Farmland, itself, is another very compelling way to capitalize on the coming bull market in agricultural commodities. But buying farmland is, obviously, much more difficult than buying a share of stock.
“Productive agricultural land with water on-site will be very valuable in the future,” says Michael Burry, the hedge fund manager who bet against the housing bubble and the principal character in Michael Lewis’ best-selling book The Big Short. “I’ve put a good amount of money into that.”
Farmland has had a remarkably consistent return. A farmland index compiled by the National Council of Real Estate Investment Fiduciaries has risen an average 11.2% annually since 1992. There hasn’t been a single losing year. And only one losing quarter.
Within the United States, the average price of farm real estate has doubled over the last decade, to $2,140 an acre, according to the US Department of Agriculture.
Elsewhere in the world, the farmland rush is on. High-net-worth individuals like George Soros and Ted Turner are buying farmland in Argentina, for example. But the biggest buyers are the sovereign wealth funds of governments in countries where farmland is at a premium – think China, India and the sandy Middle Eastern countries.
They’re finding willing sellers in developing countries. Figures are hard to come by, but the World Bank estimates foreign investors of all stripes bought 111 million acres in the developing world in 2009 – a 10-fold increase in 10 years. Two-thirds of those deals have been struck in Africa.
The iconic example is a deal that fell through. In 2008, South Korea’s Daewoo Logistics signed a lease on farmland in Madagascar, the large island nation off Africa’s southeast coast. The company planned to plant corn on territory larger than the state of Connecticut.
————————
» **Required tasks**:
a) Please copy the farmland passage word for word, beginning at the words "Farmland has had" and stopping after "Department of Agriculture.".
b) In the farmland passage, how much has the farmland index compiled by the National Council of Real Estate Investment Fiduciaries risen on average each year since 1992?
The listing that comes next is separate material.

Dataset items:
————————
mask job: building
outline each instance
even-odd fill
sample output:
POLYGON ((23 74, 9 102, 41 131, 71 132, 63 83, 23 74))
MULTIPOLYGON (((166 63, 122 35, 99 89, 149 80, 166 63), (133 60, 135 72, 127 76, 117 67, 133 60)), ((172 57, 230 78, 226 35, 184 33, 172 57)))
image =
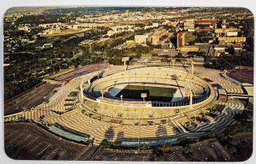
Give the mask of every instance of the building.
POLYGON ((194 29, 194 19, 189 19, 186 20, 184 21, 184 29, 194 29))
POLYGON ((133 40, 128 40, 126 41, 126 45, 134 45, 134 41, 133 40))
POLYGON ((46 43, 42 45, 42 49, 53 48, 54 45, 51 43, 46 43))
POLYGON ((246 42, 246 37, 218 37, 220 43, 241 43, 246 42))
POLYGON ((185 35, 186 33, 177 33, 177 48, 185 45, 185 35))
POLYGON ((190 52, 198 52, 199 51, 199 48, 195 45, 185 45, 182 47, 179 47, 177 49, 180 50, 180 51, 190 51, 190 52))
POLYGON ((217 25, 217 19, 201 19, 195 21, 195 24, 198 25, 217 25))
POLYGON ((146 44, 147 38, 147 35, 134 35, 134 42, 136 44, 146 44))
POLYGON ((225 89, 218 89, 218 100, 220 103, 226 103, 227 101, 226 91, 225 89))
POLYGON ((205 58, 203 57, 195 57, 192 60, 194 66, 203 66, 205 64, 205 58))
MULTIPOLYGON (((241 31, 240 29, 235 29, 235 28, 228 28, 228 29, 215 29, 214 33, 218 37, 222 37, 222 36, 238 36, 238 32, 241 31), (234 33, 231 33, 234 32, 234 33)), ((229 37, 230 37, 229 36, 229 37)))

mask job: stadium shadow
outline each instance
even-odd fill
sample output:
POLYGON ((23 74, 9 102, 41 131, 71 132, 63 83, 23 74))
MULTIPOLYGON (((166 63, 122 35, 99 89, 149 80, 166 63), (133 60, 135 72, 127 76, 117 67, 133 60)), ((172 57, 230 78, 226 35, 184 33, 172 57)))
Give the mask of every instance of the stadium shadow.
POLYGON ((110 127, 105 133, 105 139, 107 141, 111 141, 114 139, 114 129, 113 127, 110 127))
POLYGON ((158 129, 155 132, 157 137, 166 137, 167 136, 166 127, 162 125, 158 125, 158 129))

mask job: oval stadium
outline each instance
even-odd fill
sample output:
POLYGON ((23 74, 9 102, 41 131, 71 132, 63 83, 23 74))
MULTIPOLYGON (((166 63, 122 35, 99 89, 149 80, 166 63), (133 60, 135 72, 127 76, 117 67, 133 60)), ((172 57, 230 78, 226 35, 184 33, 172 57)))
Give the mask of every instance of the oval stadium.
POLYGON ((109 65, 69 81, 50 80, 46 82, 61 87, 48 103, 5 121, 38 123, 78 143, 106 140, 129 146, 198 139, 235 123, 234 115, 246 104, 235 100, 242 87, 220 71, 182 64, 109 65), (228 95, 233 98, 228 100, 228 95))

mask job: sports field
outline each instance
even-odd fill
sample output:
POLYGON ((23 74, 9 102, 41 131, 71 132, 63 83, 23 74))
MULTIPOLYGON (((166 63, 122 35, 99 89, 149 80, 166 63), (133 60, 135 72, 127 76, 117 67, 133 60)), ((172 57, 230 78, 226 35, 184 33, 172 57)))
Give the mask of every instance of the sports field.
POLYGON ((146 93, 147 96, 145 99, 149 101, 164 101, 170 102, 176 92, 176 88, 152 87, 152 86, 140 86, 140 85, 126 85, 116 97, 123 96, 125 99, 142 100, 141 93, 146 93))

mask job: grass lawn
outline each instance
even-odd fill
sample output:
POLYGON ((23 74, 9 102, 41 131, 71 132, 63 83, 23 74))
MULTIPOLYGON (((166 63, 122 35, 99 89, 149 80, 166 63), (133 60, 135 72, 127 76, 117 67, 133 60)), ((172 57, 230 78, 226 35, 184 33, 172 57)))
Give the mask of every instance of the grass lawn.
POLYGON ((126 85, 116 97, 120 97, 122 94, 123 98, 142 100, 141 93, 146 92, 147 94, 146 100, 170 102, 176 90, 170 88, 126 85))

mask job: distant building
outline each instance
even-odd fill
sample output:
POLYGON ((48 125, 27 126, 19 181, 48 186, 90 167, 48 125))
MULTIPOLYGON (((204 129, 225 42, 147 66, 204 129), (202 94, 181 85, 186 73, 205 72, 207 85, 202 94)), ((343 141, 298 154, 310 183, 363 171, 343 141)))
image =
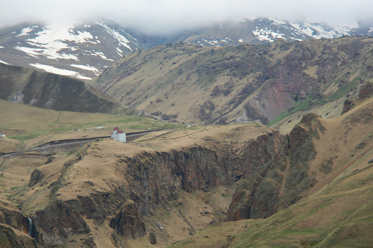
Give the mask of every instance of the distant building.
POLYGON ((113 132, 111 133, 110 137, 120 142, 126 142, 126 133, 119 130, 118 128, 115 128, 113 129, 113 132))

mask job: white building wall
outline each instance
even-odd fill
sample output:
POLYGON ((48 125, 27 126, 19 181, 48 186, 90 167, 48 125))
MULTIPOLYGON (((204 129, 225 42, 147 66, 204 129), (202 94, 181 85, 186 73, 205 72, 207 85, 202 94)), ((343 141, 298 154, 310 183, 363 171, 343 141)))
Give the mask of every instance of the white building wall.
POLYGON ((118 133, 116 135, 117 139, 116 139, 117 140, 118 140, 120 142, 126 142, 126 133, 118 133))

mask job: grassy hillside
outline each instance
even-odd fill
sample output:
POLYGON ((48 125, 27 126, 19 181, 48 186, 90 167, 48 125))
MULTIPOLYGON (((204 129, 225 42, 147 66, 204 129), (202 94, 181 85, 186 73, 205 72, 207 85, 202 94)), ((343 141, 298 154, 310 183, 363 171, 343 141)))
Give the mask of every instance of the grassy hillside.
POLYGON ((126 55, 90 83, 127 106, 179 122, 267 124, 356 94, 373 74, 372 41, 161 45, 126 55))
POLYGON ((56 111, 1 99, 0 108, 0 133, 6 135, 0 139, 2 152, 55 140, 110 136, 115 126, 126 132, 179 126, 133 116, 56 111), (92 129, 97 126, 104 129, 92 129))
MULTIPOLYGON (((305 174, 314 184, 300 188, 298 202, 265 219, 213 224, 169 247, 371 247, 372 110, 370 99, 338 118, 320 119, 325 129, 313 139, 315 155, 305 174)), ((275 191, 286 181, 279 176, 289 171, 274 169, 277 175, 267 180, 275 191)))
POLYGON ((60 111, 129 115, 133 111, 84 82, 0 63, 0 99, 60 111))

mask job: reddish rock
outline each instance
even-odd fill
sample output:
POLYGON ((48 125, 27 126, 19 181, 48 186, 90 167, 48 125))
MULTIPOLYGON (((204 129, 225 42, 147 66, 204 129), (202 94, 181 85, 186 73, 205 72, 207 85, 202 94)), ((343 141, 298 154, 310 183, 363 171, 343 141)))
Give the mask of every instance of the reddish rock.
POLYGON ((133 239, 145 235, 145 224, 139 215, 137 206, 131 200, 127 200, 117 212, 110 222, 110 227, 120 235, 133 239))

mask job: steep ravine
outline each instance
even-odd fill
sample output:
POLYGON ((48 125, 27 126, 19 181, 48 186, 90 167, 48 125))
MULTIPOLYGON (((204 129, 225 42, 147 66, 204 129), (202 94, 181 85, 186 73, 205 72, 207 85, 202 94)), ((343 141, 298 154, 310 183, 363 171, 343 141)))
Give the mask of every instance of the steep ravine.
POLYGON ((141 237, 148 231, 144 217, 151 219, 157 210, 169 208, 180 190, 230 184, 274 159, 282 138, 277 131, 255 125, 209 127, 198 133, 172 131, 151 144, 109 139, 91 144, 68 161, 36 169, 17 198, 32 216, 35 237, 44 246, 92 233, 89 220, 98 228, 109 225, 113 233, 141 237), (182 132, 189 134, 179 134, 182 132), (147 144, 158 148, 141 148, 147 144))

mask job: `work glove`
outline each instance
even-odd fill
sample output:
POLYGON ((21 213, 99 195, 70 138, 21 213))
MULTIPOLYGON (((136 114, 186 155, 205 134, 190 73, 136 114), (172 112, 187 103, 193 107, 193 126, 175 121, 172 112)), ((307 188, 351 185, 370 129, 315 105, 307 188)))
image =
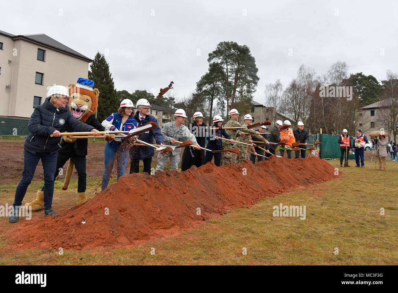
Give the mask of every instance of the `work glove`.
POLYGON ((64 135, 62 137, 63 138, 64 140, 67 143, 74 143, 76 141, 76 139, 74 138, 73 135, 64 135))
POLYGON ((105 140, 105 141, 112 141, 116 139, 116 138, 115 137, 115 135, 113 133, 105 135, 103 139, 105 140))

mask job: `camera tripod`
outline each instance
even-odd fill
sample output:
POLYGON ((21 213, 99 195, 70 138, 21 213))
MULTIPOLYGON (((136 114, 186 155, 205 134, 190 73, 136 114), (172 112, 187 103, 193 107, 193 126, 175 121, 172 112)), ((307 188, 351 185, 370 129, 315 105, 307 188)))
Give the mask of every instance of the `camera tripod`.
MULTIPOLYGON (((376 140, 375 143, 375 148, 373 148, 373 152, 372 153, 372 158, 371 159, 371 163, 369 164, 369 170, 371 170, 371 165, 372 164, 372 160, 373 160, 373 155, 375 154, 375 153, 376 152, 376 157, 378 158, 380 161, 381 162, 381 168, 383 171, 384 171, 384 166, 383 166, 383 162, 381 160, 381 158, 380 157, 380 152, 378 150, 378 144, 377 143, 377 140, 376 140)), ((376 165, 377 163, 376 161, 375 161, 375 169, 376 170, 376 165)))

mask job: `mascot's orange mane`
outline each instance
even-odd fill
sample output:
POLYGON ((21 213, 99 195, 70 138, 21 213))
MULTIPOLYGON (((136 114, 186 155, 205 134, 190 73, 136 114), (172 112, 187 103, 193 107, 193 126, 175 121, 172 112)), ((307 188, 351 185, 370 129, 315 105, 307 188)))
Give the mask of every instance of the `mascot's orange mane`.
MULTIPOLYGON (((90 109, 91 111, 86 111, 86 113, 83 114, 79 121, 82 122, 85 122, 91 115, 95 113, 98 107, 98 99, 97 97, 100 94, 100 92, 98 89, 94 88, 93 90, 88 90, 84 88, 79 88, 75 86, 74 84, 72 83, 69 85, 69 96, 72 96, 74 93, 79 94, 80 100, 84 101, 87 99, 87 97, 90 98, 91 101, 91 106, 90 109), (86 96, 85 97, 84 96, 86 96), (84 98, 83 98, 84 97, 84 98)), ((73 102, 73 99, 69 98, 69 103, 71 101, 73 102)))

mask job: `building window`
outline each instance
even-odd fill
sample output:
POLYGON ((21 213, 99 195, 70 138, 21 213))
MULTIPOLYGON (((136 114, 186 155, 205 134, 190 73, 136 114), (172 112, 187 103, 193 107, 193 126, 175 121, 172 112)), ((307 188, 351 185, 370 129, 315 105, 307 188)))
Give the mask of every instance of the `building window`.
POLYGON ((33 107, 35 108, 39 105, 41 104, 41 97, 36 97, 35 96, 33 97, 33 107))
POLYGON ((44 61, 44 57, 46 51, 45 50, 37 49, 37 60, 40 61, 44 61))
POLYGON ((43 76, 44 74, 39 72, 36 72, 36 78, 35 79, 35 83, 36 84, 43 84, 43 76))

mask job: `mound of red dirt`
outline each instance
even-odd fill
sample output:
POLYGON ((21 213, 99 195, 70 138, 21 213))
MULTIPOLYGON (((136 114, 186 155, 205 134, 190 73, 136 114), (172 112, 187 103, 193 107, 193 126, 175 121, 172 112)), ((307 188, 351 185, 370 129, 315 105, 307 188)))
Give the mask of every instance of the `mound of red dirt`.
POLYGON ((125 246, 158 236, 164 229, 192 227, 264 197, 332 180, 334 174, 330 164, 314 157, 273 156, 255 165, 246 161, 217 167, 210 162, 180 173, 133 174, 85 203, 53 219, 19 223, 8 234, 24 250, 125 246))

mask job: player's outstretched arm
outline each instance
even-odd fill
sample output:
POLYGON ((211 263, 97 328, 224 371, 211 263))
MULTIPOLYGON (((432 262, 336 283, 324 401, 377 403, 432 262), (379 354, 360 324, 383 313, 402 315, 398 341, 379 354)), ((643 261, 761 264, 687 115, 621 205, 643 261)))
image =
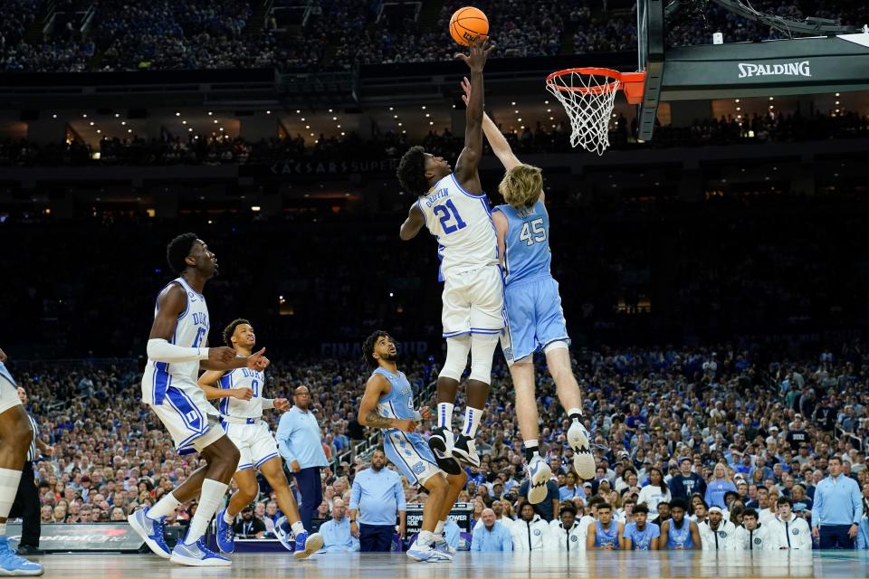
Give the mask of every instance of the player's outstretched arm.
MULTIPOLYGON (((471 81, 468 81, 468 77, 462 79, 462 90, 464 91, 462 100, 467 105, 471 100, 471 81)), ((489 141, 492 152, 495 154, 505 169, 509 171, 521 164, 521 161, 516 158, 516 155, 513 154, 513 149, 511 148, 507 138, 498 128, 498 125, 485 112, 482 113, 482 133, 486 136, 486 140, 489 141)))
POLYGON ((215 386, 217 381, 224 377, 225 372, 220 370, 209 370, 199 376, 199 387, 205 393, 205 398, 208 400, 217 400, 218 398, 238 398, 239 400, 250 400, 253 397, 253 391, 250 388, 220 388, 215 386))
POLYGON ((471 44, 469 54, 456 54, 471 69, 471 98, 465 111, 464 148, 455 163, 455 176, 468 193, 482 193, 477 167, 482 157, 482 69, 494 44, 489 38, 478 39, 471 44))
POLYGON ((398 232, 398 236, 401 237, 401 241, 403 242, 410 241, 416 237, 416 234, 425 224, 425 216, 423 215, 422 210, 416 206, 416 204, 414 204, 410 206, 410 211, 407 212, 407 219, 401 224, 401 231, 398 232))

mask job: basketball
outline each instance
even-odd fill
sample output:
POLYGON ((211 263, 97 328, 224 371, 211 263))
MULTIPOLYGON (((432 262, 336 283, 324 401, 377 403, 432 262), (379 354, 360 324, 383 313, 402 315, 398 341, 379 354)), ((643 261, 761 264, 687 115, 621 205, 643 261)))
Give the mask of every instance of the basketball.
POLYGON ((479 8, 459 8, 450 18, 450 35, 463 46, 468 46, 474 39, 488 33, 489 19, 479 8))

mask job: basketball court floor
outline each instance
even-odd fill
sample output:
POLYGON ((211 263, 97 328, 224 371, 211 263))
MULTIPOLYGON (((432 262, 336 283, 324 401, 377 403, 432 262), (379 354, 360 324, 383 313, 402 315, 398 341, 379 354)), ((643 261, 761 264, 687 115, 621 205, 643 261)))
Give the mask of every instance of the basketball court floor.
POLYGON ((230 568, 182 567, 151 555, 49 555, 36 557, 46 577, 866 577, 869 551, 704 551, 559 553, 459 553, 452 563, 414 563, 404 555, 318 555, 297 561, 289 554, 239 554, 230 568))

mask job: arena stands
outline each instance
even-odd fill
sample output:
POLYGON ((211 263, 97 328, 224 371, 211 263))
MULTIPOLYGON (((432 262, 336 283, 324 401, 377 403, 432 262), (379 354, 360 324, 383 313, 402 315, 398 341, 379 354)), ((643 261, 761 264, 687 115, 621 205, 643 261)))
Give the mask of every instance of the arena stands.
MULTIPOLYGON (((310 0, 291 3, 293 10, 278 5, 265 14, 267 3, 259 0, 180 4, 161 0, 138 5, 67 0, 52 10, 79 11, 87 17, 75 20, 75 25, 49 18, 51 31, 45 33, 33 31, 33 17, 47 15, 46 10, 54 4, 43 0, 7 4, 9 15, 0 28, 0 70, 81 71, 251 67, 299 71, 444 61, 455 52, 447 22, 466 3, 424 2, 418 14, 393 14, 382 11, 383 3, 377 0, 310 0), (282 10, 295 14, 289 24, 282 10)), ((636 47, 636 16, 631 3, 475 4, 489 14, 497 43, 495 58, 633 52, 636 47)), ((859 3, 767 0, 752 6, 796 20, 811 15, 855 25, 869 22, 869 9, 859 3)), ((716 32, 729 43, 786 37, 781 31, 750 23, 715 5, 689 3, 670 27, 668 42, 710 43, 716 32)))
MULTIPOLYGON (((408 358, 402 367, 415 389, 422 388, 437 366, 408 358)), ((342 454, 368 370, 357 359, 292 359, 276 352, 274 360, 268 372, 270 394, 286 395, 307 384, 320 411, 327 453, 342 454)), ((482 465, 471 472, 463 498, 473 498, 484 506, 500 499, 508 503, 510 513, 520 502, 521 441, 509 374, 500 356, 496 360, 493 402, 477 437, 482 465), (500 496, 494 491, 498 482, 503 489, 500 496)), ((635 492, 625 483, 629 470, 637 473, 642 487, 652 467, 662 469, 669 480, 677 473, 677 461, 689 458, 693 470, 707 480, 714 464, 727 465, 727 478, 739 489, 731 511, 757 501, 756 489, 748 484, 756 479, 778 495, 807 496, 797 501, 800 507, 795 511, 810 520, 810 497, 831 457, 842 457, 845 474, 864 489, 869 484, 867 364, 865 345, 860 342, 797 357, 757 345, 576 351, 575 371, 600 476, 571 500, 582 513, 587 492, 605 497, 618 509, 635 492), (603 479, 615 491, 599 484, 603 479), (795 490, 797 486, 803 489, 795 490)), ((113 519, 118 508, 127 513, 152 504, 196 466, 175 454, 165 430, 138 402, 140 372, 135 363, 18 362, 12 368, 29 393, 28 410, 39 422, 43 440, 54 448, 53 457, 43 457, 36 465, 43 523, 113 519)), ((538 389, 541 448, 560 465, 556 475, 563 489, 571 464, 564 445, 566 416, 548 376, 538 381, 538 389)), ((273 424, 277 414, 267 414, 273 424)), ((344 462, 326 472, 327 502, 348 494, 347 479, 335 483, 345 476, 352 480, 362 468, 361 459, 344 462)), ((271 513, 273 520, 273 506, 266 512, 268 489, 261 490, 257 516, 271 513)), ((425 500, 410 488, 406 495, 425 500)), ((186 523, 189 507, 184 505, 172 522, 186 523)))

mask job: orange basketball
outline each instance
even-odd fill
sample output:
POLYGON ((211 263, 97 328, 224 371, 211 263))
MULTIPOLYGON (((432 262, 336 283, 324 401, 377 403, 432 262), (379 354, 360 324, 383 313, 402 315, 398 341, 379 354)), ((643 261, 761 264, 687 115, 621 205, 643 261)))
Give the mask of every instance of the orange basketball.
POLYGON ((450 36, 463 46, 468 46, 476 38, 488 34, 489 19, 479 8, 459 8, 450 18, 450 36))

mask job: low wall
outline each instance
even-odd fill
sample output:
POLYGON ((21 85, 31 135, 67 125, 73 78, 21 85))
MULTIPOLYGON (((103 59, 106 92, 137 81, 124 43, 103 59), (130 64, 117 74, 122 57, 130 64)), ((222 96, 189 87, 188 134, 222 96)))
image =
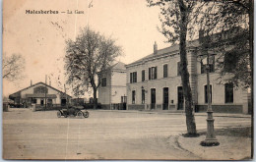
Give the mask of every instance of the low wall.
MULTIPOLYGON (((243 113, 242 105, 212 105, 215 113, 243 113)), ((195 112, 206 112, 207 105, 195 105, 195 112)))

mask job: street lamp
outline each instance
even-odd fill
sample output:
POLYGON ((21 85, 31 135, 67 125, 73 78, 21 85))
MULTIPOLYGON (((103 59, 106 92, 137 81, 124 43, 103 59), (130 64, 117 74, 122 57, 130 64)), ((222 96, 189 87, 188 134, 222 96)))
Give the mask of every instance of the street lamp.
MULTIPOLYGON (((215 128, 214 128, 214 117, 213 117, 213 109, 212 109, 212 97, 210 93, 210 54, 208 51, 206 51, 207 54, 207 63, 206 63, 206 72, 207 72, 207 98, 208 98, 208 106, 207 106, 207 135, 206 135, 206 139, 201 141, 202 146, 217 146, 220 144, 218 139, 216 138, 215 135, 215 128)), ((201 55, 203 56, 203 55, 201 55)))

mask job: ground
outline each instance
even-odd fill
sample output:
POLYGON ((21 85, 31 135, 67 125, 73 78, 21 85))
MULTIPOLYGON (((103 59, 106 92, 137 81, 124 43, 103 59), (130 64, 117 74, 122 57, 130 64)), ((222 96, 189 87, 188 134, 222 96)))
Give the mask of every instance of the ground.
POLYGON ((203 160, 251 157, 251 118, 216 114, 219 146, 203 147, 206 115, 196 114, 199 137, 183 137, 185 114, 89 110, 90 117, 57 118, 56 111, 3 113, 4 159, 203 160))

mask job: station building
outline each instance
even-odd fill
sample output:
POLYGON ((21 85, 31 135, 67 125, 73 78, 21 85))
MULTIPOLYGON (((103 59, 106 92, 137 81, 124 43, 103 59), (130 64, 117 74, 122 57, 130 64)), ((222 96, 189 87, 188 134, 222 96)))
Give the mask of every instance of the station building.
MULTIPOLYGON (((228 33, 217 35, 219 37, 221 35, 224 40, 233 36, 228 33)), ((217 35, 215 36, 218 37, 217 35)), ((194 109, 196 112, 205 112, 209 99, 207 98, 207 74, 203 64, 206 58, 199 57, 202 53, 200 41, 204 40, 202 32, 199 37, 187 42, 187 63, 194 109)), ((224 82, 224 79, 220 83, 220 74, 216 68, 218 56, 220 53, 210 57, 213 111, 248 113, 250 102, 248 89, 234 88, 232 83, 224 82)), ((179 66, 179 45, 158 50, 156 42, 152 54, 127 65, 127 109, 184 111, 179 66)), ((225 77, 228 78, 228 75, 225 77)))
POLYGON ((101 73, 101 83, 98 86, 98 103, 102 109, 126 109, 126 68, 117 62, 101 73))

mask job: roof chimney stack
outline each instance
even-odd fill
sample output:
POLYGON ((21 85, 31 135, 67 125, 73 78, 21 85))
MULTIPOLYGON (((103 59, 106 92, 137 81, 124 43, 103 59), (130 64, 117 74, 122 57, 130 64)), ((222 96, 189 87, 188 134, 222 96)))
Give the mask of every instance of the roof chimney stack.
POLYGON ((155 41, 155 44, 154 44, 154 55, 156 55, 156 54, 158 54, 158 44, 155 41))

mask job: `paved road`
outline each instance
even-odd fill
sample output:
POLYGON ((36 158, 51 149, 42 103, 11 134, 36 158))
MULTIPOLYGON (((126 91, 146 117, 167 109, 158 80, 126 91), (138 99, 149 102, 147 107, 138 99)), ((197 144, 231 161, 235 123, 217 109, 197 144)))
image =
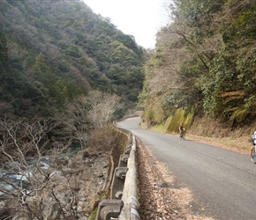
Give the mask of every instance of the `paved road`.
POLYGON ((195 211, 204 209, 215 219, 256 219, 256 165, 248 155, 142 129, 139 122, 136 117, 117 126, 130 129, 167 165, 177 187, 191 189, 195 211))

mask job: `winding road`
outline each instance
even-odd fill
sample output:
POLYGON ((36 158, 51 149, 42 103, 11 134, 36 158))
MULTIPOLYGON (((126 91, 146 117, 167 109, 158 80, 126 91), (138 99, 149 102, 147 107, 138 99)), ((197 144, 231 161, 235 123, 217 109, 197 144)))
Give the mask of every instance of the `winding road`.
————————
» **Task-by-task outputs**:
a)
Farmland has had a remarkably consistent return. A farmland index compiled by the National Council of Real Estate Investment Fiduciaries has risen an average 11.2% annually since 1992. There hasn’t been a single losing year. And only one losing quarter.
Within the United States, the average price of farm real estate has doubled over the last decade, to $2,140 an acre, according to the US Department of Agriculture.

b) An average of 11.2% a year.